# What the task asks:
Can you copy out verbatim the part of the items below that opens with the line containing "the bicycle basket" and runs through the last of the items?

Coordinate annotation items:
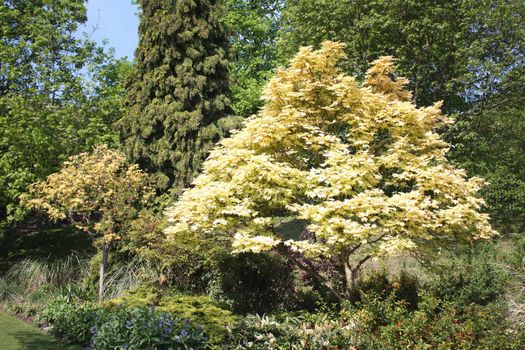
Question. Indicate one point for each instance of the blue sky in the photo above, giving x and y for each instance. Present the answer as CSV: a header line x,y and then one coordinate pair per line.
x,y
117,22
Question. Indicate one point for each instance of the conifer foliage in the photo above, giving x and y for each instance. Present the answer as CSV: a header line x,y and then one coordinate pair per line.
x,y
179,89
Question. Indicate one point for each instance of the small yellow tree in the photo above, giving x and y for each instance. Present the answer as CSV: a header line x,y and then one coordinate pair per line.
x,y
99,192
359,163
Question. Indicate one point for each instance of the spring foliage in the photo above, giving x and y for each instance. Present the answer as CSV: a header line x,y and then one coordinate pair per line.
x,y
360,163
100,192
179,90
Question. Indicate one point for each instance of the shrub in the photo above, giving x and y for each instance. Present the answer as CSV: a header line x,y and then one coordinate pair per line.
x,y
388,324
210,314
473,277
71,322
140,327
403,287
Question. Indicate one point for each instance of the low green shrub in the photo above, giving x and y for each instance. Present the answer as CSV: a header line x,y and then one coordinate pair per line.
x,y
71,322
213,316
146,328
404,287
138,327
384,323
472,277
436,324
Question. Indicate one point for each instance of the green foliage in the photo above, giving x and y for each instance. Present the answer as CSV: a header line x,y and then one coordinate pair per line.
x,y
386,324
472,277
71,322
137,327
146,328
383,323
456,51
362,167
490,143
58,94
470,54
402,288
201,309
254,25
257,283
178,90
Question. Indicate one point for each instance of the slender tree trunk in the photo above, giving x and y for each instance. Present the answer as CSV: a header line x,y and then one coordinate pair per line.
x,y
307,267
103,264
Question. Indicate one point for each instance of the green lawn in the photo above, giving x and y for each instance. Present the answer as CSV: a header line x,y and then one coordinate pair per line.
x,y
18,335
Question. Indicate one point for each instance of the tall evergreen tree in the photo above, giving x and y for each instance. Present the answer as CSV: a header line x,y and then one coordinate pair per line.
x,y
179,89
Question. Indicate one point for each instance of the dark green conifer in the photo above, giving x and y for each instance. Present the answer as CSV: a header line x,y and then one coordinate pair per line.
x,y
178,91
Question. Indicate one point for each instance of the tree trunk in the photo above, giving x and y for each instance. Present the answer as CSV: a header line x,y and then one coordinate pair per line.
x,y
307,267
352,273
103,264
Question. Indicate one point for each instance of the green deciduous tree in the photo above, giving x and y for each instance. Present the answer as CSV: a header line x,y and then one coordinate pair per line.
x,y
360,164
468,53
451,51
99,192
179,89
59,94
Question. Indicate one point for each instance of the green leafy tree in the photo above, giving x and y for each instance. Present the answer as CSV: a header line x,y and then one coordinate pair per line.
x,y
359,164
178,92
58,94
254,25
99,192
470,54
455,51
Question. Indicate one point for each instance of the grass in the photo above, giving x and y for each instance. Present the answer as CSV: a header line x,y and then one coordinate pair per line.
x,y
18,335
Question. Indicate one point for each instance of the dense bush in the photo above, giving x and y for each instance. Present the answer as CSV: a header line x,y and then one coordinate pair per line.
x,y
213,316
147,328
472,277
383,324
257,283
140,327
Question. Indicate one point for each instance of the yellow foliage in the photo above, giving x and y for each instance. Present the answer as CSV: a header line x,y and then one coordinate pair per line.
x,y
99,192
360,163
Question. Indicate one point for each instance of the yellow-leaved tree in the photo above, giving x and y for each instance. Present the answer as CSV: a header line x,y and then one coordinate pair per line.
x,y
99,192
358,163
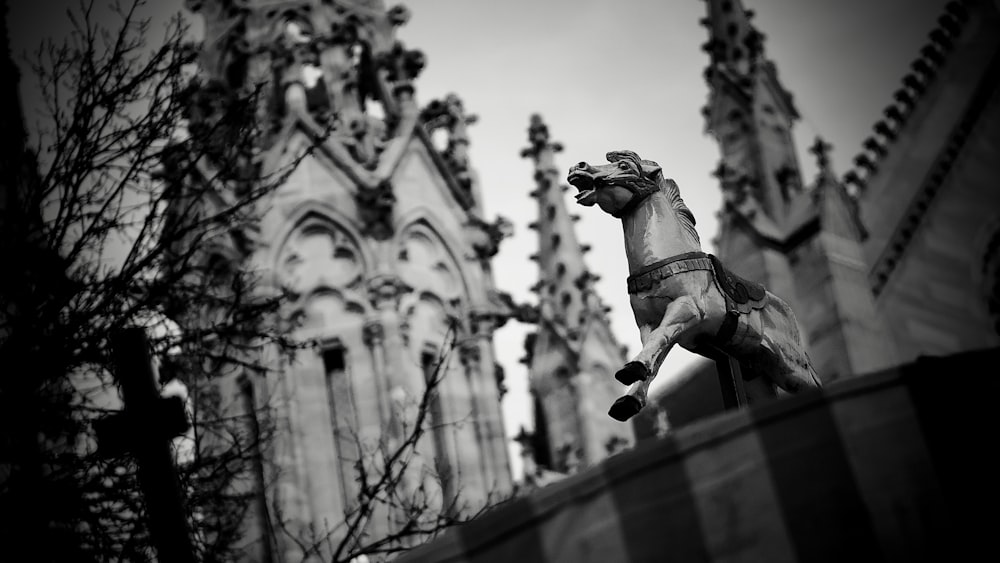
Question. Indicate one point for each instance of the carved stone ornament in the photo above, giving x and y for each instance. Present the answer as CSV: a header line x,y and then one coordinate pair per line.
x,y
373,334
384,291
450,115
747,322
486,237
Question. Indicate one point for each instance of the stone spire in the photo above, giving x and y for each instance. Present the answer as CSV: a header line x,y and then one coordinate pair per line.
x,y
333,69
572,356
564,282
750,114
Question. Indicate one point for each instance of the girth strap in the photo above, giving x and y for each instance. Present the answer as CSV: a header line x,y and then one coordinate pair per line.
x,y
649,275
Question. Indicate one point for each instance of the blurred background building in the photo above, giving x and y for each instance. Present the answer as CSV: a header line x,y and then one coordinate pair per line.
x,y
895,258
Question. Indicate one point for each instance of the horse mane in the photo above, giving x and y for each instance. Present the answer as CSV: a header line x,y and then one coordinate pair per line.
x,y
654,174
677,203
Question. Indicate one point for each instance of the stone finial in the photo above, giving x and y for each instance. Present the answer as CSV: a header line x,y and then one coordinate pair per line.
x,y
821,149
538,137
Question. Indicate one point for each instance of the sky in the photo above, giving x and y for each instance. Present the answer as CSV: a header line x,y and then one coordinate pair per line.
x,y
625,75
628,75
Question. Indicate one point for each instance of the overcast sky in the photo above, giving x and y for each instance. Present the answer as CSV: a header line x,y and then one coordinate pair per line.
x,y
625,75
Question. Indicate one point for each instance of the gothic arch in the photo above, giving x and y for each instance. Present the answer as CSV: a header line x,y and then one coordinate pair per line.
x,y
426,261
323,264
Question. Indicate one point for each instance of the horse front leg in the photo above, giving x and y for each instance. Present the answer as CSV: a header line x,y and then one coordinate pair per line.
x,y
680,315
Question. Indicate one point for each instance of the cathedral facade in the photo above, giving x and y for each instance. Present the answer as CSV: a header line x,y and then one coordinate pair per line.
x,y
378,237
894,259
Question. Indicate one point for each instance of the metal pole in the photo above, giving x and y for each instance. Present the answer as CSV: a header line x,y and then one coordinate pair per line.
x,y
157,474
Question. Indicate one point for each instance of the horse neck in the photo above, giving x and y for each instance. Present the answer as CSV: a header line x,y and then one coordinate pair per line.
x,y
654,232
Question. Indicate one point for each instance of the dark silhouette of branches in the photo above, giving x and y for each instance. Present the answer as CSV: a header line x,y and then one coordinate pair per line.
x,y
132,202
400,501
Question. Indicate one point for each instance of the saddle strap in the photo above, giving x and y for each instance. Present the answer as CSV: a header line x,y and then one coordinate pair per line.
x,y
648,276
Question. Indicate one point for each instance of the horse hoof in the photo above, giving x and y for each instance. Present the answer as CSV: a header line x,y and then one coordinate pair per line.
x,y
632,372
625,408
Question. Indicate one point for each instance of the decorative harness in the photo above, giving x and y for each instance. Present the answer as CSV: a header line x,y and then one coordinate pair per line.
x,y
741,295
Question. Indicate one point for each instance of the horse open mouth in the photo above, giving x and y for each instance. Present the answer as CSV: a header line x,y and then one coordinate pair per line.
x,y
584,182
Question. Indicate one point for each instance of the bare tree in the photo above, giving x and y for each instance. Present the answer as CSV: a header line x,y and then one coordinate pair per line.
x,y
132,202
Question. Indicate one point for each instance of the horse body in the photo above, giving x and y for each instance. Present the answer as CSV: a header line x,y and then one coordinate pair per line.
x,y
679,295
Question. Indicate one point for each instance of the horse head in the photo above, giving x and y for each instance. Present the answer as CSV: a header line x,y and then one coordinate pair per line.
x,y
618,187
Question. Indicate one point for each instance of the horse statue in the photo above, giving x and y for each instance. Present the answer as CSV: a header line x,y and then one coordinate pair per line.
x,y
681,295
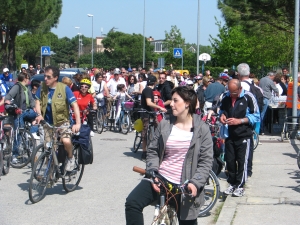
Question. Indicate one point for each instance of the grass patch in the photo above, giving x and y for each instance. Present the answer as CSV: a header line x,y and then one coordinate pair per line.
x,y
218,211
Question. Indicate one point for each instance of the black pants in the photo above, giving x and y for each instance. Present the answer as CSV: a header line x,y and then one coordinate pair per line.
x,y
140,197
236,158
250,158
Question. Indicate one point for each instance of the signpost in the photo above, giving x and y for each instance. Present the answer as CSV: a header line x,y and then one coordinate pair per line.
x,y
178,53
45,51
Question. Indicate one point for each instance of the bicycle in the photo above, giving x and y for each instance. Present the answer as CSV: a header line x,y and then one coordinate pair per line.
x,y
50,167
150,131
166,207
125,119
5,145
26,140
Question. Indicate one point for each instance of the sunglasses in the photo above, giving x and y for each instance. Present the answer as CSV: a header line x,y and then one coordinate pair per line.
x,y
48,77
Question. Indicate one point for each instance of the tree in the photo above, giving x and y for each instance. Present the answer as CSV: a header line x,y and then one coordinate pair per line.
x,y
126,48
36,16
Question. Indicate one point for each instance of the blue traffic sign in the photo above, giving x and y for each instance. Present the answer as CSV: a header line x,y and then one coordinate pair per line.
x,y
177,52
45,50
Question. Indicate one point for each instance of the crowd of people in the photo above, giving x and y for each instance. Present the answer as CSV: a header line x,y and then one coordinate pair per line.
x,y
182,147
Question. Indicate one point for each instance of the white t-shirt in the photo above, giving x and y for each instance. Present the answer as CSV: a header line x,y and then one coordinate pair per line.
x,y
99,89
112,85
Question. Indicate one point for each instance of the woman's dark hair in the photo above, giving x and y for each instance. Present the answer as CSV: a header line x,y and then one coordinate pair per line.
x,y
120,87
188,95
98,75
35,83
129,77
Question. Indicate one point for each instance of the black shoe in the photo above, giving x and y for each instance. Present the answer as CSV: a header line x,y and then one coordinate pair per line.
x,y
144,156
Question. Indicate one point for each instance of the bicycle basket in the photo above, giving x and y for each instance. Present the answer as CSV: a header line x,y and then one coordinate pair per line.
x,y
138,125
128,106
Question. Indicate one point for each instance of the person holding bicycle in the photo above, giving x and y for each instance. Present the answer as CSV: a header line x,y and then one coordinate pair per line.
x,y
84,101
53,105
147,102
181,151
22,98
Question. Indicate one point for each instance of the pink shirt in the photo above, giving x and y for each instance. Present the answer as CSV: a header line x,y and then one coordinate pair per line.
x,y
177,146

# Task solution:
Question. Indicate one point for each instance of the bicycle basket in the photo above, giving x and y for each instance. Present the answer as CSV: a header line x,y and then one coordinate pair per line.
x,y
138,125
128,106
Question. Indicate one point for each instance of the person holding bicycle in the photo above, giving x and y for each instance. Present the answer as CSV: a header line x,y and then one coordinate pair per line.
x,y
84,101
53,105
147,102
181,151
22,98
Question. Indicate one point for each instance of the pink shirt in the photo above, giving x and y for each instance. Present the answer as CSV: a header line x,y and then one coordinate pair per line.
x,y
177,146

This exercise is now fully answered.